### EXERCISE GOAL
Extract every line starting at the line that contains "Where can the stadium" and ending with the final line of the data, inclusive; give only those lines, word for word.
•••••
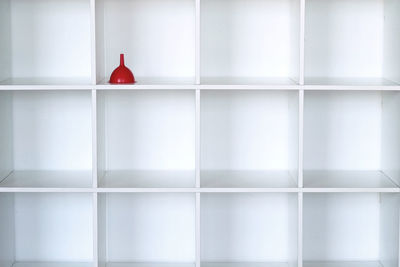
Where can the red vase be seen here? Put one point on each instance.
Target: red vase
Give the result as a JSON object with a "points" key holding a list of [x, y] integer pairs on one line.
{"points": [[122, 74]]}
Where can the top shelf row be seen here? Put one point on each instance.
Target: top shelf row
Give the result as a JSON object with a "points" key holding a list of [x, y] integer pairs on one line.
{"points": [[276, 42]]}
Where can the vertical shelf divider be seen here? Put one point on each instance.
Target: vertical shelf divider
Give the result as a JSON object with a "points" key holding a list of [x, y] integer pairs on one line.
{"points": [[95, 231], [197, 166], [300, 230], [302, 40], [94, 138], [197, 41], [93, 40], [301, 139]]}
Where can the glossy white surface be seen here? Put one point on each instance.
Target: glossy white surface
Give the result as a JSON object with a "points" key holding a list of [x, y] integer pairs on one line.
{"points": [[247, 179], [347, 179], [50, 179], [144, 179]]}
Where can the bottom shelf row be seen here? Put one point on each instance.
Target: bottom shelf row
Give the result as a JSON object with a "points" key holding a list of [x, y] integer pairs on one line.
{"points": [[236, 229]]}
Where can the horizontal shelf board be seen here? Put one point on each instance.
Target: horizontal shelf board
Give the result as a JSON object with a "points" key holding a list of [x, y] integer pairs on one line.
{"points": [[151, 83], [52, 264], [247, 179], [247, 81], [245, 264], [50, 82], [342, 264], [148, 179], [149, 264], [348, 81], [47, 179], [346, 179]]}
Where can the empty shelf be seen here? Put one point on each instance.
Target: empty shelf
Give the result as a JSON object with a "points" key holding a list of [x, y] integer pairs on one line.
{"points": [[148, 179], [247, 81], [148, 264], [342, 264], [247, 179], [52, 264], [246, 264], [348, 81], [46, 81], [48, 179], [346, 179]]}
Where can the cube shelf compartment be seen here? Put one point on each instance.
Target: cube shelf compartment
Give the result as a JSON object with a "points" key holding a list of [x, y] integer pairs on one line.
{"points": [[249, 42], [45, 42], [259, 133], [249, 228], [46, 140], [146, 138], [352, 42], [158, 41], [249, 139], [350, 139], [145, 229], [343, 229], [46, 229]]}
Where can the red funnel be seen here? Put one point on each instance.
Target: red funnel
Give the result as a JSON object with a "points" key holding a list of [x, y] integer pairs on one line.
{"points": [[122, 74]]}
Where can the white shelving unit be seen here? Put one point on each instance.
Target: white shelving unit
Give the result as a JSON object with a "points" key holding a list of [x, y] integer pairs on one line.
{"points": [[260, 133]]}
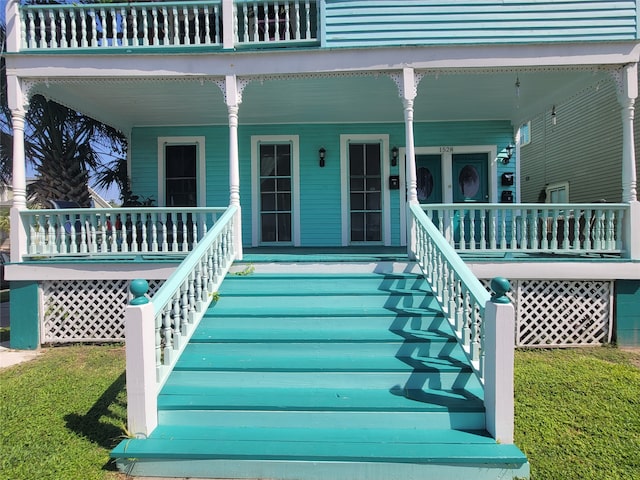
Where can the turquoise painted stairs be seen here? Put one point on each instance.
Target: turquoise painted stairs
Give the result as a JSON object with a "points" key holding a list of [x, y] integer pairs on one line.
{"points": [[345, 375]]}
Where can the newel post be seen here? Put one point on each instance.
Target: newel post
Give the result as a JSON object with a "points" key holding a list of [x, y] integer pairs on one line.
{"points": [[142, 395], [499, 360]]}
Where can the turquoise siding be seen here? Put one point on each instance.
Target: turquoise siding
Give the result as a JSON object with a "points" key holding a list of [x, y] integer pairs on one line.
{"points": [[434, 22], [25, 320], [627, 313], [320, 200]]}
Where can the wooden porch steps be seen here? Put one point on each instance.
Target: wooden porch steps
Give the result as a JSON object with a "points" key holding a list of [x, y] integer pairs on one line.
{"points": [[342, 376]]}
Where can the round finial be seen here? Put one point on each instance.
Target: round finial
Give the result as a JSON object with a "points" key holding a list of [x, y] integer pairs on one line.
{"points": [[500, 287], [138, 289]]}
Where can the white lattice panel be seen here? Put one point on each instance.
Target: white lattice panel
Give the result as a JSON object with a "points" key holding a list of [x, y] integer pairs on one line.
{"points": [[557, 313], [86, 310]]}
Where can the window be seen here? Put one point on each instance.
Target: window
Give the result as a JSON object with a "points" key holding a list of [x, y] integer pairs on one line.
{"points": [[181, 172], [557, 192], [180, 175], [524, 134]]}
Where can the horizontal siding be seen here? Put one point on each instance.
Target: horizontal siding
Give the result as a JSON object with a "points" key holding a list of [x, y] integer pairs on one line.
{"points": [[584, 148], [379, 23]]}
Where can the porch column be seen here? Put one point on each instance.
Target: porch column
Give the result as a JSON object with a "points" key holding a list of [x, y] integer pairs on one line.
{"points": [[409, 92], [234, 98], [627, 79], [18, 105]]}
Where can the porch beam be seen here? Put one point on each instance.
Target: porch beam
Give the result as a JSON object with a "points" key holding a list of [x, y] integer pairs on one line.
{"points": [[233, 97]]}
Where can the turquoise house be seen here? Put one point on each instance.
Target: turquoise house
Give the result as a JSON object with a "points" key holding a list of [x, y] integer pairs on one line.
{"points": [[391, 154]]}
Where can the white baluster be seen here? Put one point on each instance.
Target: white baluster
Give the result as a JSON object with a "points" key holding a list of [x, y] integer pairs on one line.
{"points": [[165, 27], [63, 15], [207, 25], [144, 246], [158, 334], [154, 232], [53, 43], [307, 13], [196, 26], [256, 22], [134, 27], [185, 15], [619, 216], [114, 27], [154, 14], [145, 28], [167, 333], [184, 309], [176, 26], [74, 28], [177, 320], [297, 34]]}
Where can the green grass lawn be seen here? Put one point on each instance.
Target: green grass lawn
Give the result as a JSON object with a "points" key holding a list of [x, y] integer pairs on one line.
{"points": [[577, 414]]}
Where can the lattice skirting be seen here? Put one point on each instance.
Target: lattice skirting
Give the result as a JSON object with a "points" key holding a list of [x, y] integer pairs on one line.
{"points": [[559, 313], [85, 310]]}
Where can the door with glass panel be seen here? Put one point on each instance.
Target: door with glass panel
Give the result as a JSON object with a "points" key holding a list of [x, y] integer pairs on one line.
{"points": [[365, 192], [470, 185], [181, 190], [275, 193]]}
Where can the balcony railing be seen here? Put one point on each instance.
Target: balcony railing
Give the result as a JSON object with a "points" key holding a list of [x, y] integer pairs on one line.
{"points": [[115, 232], [168, 25], [533, 228]]}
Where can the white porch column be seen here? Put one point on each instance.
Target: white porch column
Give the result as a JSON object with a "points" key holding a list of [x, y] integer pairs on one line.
{"points": [[234, 98], [627, 79], [409, 93], [18, 105]]}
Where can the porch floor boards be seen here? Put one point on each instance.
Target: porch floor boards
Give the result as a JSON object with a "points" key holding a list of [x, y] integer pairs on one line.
{"points": [[351, 374]]}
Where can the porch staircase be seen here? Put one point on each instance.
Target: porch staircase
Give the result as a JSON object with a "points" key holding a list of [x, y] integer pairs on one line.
{"points": [[348, 374]]}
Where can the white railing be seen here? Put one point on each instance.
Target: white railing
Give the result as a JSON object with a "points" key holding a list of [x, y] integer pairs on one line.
{"points": [[115, 231], [167, 24], [531, 227], [259, 22], [483, 324], [157, 331]]}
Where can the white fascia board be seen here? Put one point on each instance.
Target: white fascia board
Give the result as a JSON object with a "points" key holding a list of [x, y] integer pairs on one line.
{"points": [[90, 271], [579, 270], [321, 60]]}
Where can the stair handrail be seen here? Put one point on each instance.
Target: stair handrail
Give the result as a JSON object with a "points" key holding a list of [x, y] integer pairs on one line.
{"points": [[483, 324], [157, 329]]}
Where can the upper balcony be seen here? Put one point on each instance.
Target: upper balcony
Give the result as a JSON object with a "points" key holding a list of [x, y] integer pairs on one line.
{"points": [[228, 25], [168, 26]]}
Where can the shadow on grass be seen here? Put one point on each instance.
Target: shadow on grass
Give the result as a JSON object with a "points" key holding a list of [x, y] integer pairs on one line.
{"points": [[103, 423]]}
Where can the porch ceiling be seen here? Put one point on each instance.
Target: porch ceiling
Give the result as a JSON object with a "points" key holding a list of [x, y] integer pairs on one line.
{"points": [[442, 96]]}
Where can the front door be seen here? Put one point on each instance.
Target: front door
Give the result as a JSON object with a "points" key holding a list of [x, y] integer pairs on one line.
{"points": [[469, 186], [365, 192], [275, 193], [470, 177], [429, 178]]}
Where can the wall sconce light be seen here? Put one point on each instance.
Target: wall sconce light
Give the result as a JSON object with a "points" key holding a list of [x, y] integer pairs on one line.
{"points": [[507, 159], [322, 153]]}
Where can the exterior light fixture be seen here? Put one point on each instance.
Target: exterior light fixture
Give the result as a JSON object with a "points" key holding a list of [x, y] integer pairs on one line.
{"points": [[507, 158]]}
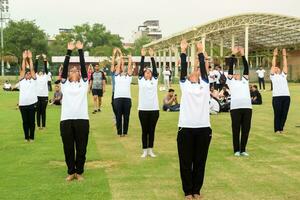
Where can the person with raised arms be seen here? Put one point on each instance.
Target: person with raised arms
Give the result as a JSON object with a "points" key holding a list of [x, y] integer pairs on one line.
{"points": [[42, 91], [194, 133], [281, 94], [240, 105], [74, 124], [122, 95], [27, 96], [148, 103]]}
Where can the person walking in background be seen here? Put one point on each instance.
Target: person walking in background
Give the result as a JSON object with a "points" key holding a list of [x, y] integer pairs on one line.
{"points": [[240, 105], [28, 96], [166, 74], [148, 103], [74, 124], [42, 79], [97, 85], [281, 94], [194, 132], [122, 95]]}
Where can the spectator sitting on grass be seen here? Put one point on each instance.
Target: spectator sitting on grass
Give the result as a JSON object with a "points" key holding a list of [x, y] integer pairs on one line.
{"points": [[57, 96], [170, 102], [7, 86], [255, 96]]}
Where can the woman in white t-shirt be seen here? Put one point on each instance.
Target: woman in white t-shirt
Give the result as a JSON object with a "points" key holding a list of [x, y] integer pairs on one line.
{"points": [[194, 134], [281, 94], [42, 91], [27, 96], [240, 105], [167, 74], [122, 95], [74, 123], [148, 103]]}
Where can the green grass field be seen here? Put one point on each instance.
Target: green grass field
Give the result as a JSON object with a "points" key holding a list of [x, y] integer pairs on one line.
{"points": [[114, 169]]}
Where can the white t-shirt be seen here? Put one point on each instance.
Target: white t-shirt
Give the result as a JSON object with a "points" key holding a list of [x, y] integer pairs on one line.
{"points": [[166, 74], [240, 93], [74, 101], [211, 77], [42, 85], [148, 99], [261, 73], [280, 85], [27, 94], [214, 105], [122, 86], [194, 105], [49, 76], [7, 86], [218, 75]]}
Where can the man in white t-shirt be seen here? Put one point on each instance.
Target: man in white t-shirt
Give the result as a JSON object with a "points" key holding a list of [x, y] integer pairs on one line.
{"points": [[261, 77], [7, 86], [167, 74]]}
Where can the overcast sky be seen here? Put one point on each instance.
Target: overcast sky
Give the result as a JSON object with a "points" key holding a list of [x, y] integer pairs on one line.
{"points": [[124, 16]]}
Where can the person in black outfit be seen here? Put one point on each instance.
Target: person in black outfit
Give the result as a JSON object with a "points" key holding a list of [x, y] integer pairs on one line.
{"points": [[194, 133], [255, 96], [42, 79], [74, 124]]}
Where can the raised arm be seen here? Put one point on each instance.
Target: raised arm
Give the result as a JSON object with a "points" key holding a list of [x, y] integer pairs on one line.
{"points": [[183, 73], [23, 66], [129, 70], [29, 55], [275, 53], [201, 58], [112, 67], [36, 63], [245, 63], [79, 46], [45, 64], [154, 68], [65, 69], [284, 60], [141, 71], [231, 62]]}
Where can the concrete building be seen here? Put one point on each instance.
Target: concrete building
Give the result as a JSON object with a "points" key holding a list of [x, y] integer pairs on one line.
{"points": [[149, 28], [258, 33]]}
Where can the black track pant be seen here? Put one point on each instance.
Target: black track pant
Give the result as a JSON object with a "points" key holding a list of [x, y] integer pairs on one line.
{"points": [[41, 111], [281, 107], [28, 117], [193, 145], [240, 122], [112, 103], [148, 120], [74, 135], [122, 107], [261, 81]]}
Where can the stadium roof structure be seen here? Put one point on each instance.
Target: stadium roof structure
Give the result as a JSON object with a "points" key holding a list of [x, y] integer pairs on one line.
{"points": [[260, 31]]}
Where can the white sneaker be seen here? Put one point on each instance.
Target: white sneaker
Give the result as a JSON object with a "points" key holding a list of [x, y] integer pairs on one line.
{"points": [[145, 153], [244, 154], [237, 154], [150, 153]]}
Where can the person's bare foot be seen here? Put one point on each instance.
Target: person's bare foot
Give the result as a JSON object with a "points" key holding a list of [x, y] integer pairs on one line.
{"points": [[70, 177], [79, 177], [198, 197]]}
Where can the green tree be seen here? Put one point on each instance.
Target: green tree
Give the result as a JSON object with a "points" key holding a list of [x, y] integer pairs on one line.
{"points": [[97, 40], [138, 45], [21, 35]]}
•••••
### WRITTEN SOLUTION
Where can the stadium roof structure be seen here? Put one point on each instance.
Target: stadium roof structure
Give the result as a JSON object with a "points" key holding a list of [x, y] integer pairs on one line.
{"points": [[260, 31]]}
Where can the white sneaker be seen here? Put one point on each instance.
Target: white sneaker
Give the result as a JSON object with a "points" key holding a list of [x, y] integer pairs on one line.
{"points": [[145, 153], [244, 154], [237, 154], [150, 153]]}
Where can the person's bare foot be seen here? Put one point on each instance.
Target: person's bare foot
Give the result as a JSON object with a "points" key holding a list of [x, y] integer pairs on one line.
{"points": [[70, 177], [79, 177], [198, 197]]}
Where can the green tree be seen here? Put one point on each instance.
Target: green tree
Give the result as a JSON object with a "points" key holding a list of [x, y] integer pairs on one line.
{"points": [[97, 40], [138, 45], [21, 35]]}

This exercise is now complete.